(Items drawn from a collection)
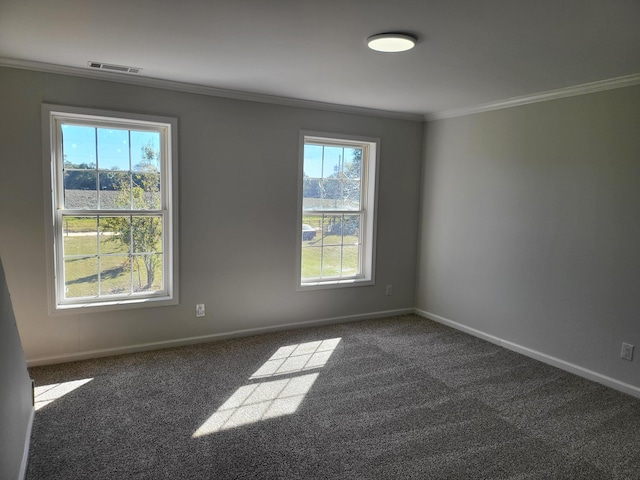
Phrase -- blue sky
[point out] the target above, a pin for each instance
(315, 167)
(113, 146)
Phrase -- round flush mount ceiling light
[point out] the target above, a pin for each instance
(391, 42)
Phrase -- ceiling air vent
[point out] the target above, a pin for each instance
(113, 68)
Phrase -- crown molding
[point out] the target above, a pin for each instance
(203, 89)
(585, 88)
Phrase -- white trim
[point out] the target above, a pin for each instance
(542, 357)
(27, 443)
(585, 88)
(143, 347)
(52, 117)
(368, 208)
(203, 89)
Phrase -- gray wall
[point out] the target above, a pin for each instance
(530, 227)
(16, 404)
(238, 164)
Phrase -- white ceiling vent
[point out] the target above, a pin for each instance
(113, 68)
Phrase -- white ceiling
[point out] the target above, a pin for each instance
(470, 52)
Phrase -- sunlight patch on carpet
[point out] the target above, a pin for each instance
(46, 394)
(297, 358)
(264, 400)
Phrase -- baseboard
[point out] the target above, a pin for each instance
(543, 357)
(142, 347)
(27, 443)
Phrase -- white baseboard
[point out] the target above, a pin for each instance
(27, 442)
(142, 347)
(543, 357)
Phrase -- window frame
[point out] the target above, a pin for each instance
(369, 206)
(53, 117)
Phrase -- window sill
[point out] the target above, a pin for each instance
(322, 285)
(114, 305)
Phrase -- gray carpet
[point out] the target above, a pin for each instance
(397, 398)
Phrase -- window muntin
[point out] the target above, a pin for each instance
(337, 218)
(112, 208)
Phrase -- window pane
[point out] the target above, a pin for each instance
(313, 161)
(350, 260)
(113, 149)
(331, 194)
(115, 190)
(311, 261)
(146, 191)
(115, 235)
(353, 163)
(351, 194)
(145, 151)
(115, 275)
(331, 261)
(80, 189)
(81, 277)
(147, 273)
(78, 146)
(147, 234)
(332, 162)
(80, 235)
(351, 228)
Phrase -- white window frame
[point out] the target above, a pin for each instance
(369, 204)
(53, 116)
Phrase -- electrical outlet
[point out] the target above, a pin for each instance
(627, 351)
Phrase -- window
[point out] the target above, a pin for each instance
(112, 236)
(337, 204)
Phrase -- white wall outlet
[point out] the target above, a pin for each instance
(627, 351)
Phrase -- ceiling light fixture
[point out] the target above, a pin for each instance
(391, 42)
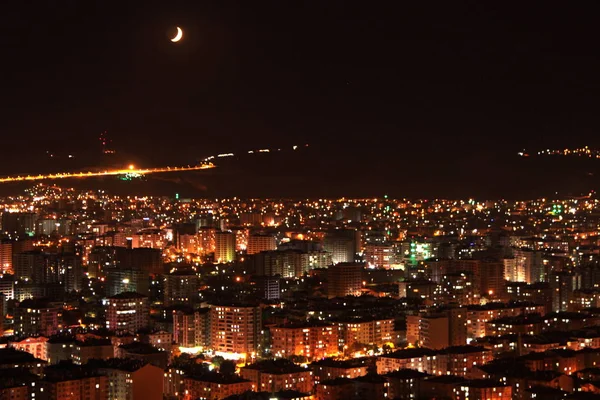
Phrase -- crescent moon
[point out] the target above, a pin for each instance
(179, 35)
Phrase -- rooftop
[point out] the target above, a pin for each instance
(128, 295)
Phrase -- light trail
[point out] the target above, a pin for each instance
(89, 174)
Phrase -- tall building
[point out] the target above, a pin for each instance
(131, 379)
(121, 280)
(261, 242)
(492, 279)
(206, 240)
(344, 279)
(126, 312)
(63, 382)
(365, 331)
(191, 328)
(562, 285)
(19, 223)
(380, 255)
(29, 266)
(235, 329)
(285, 263)
(37, 317)
(532, 265)
(6, 250)
(311, 340)
(181, 287)
(267, 287)
(224, 247)
(342, 248)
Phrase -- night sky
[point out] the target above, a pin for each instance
(409, 100)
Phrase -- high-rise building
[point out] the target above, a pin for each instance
(235, 329)
(121, 280)
(206, 240)
(492, 279)
(126, 312)
(285, 263)
(224, 247)
(63, 382)
(342, 248)
(365, 331)
(380, 255)
(532, 265)
(29, 266)
(6, 251)
(18, 223)
(344, 279)
(268, 287)
(181, 287)
(37, 317)
(311, 340)
(260, 242)
(562, 285)
(132, 379)
(191, 328)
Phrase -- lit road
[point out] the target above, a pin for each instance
(89, 174)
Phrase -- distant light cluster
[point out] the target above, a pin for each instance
(130, 172)
(580, 152)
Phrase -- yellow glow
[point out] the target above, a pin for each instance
(64, 175)
(179, 35)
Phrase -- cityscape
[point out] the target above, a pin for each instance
(299, 201)
(107, 296)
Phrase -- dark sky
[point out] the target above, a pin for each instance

● **CHALLENGE**: Could you convert the items into a numbered list, beginning at the line that contains "Phrase -- cityscape" and continuing through the last line of the items, with blank lines left out?

● **FULL RESPONSE**:
1. Phrase -- cityscape
2. [point out] the target above, a pin for each instance
3. (299, 201)
4. (107, 296)
5. Phrase -- dark sky
6. [point out] the target above, a pin for each instance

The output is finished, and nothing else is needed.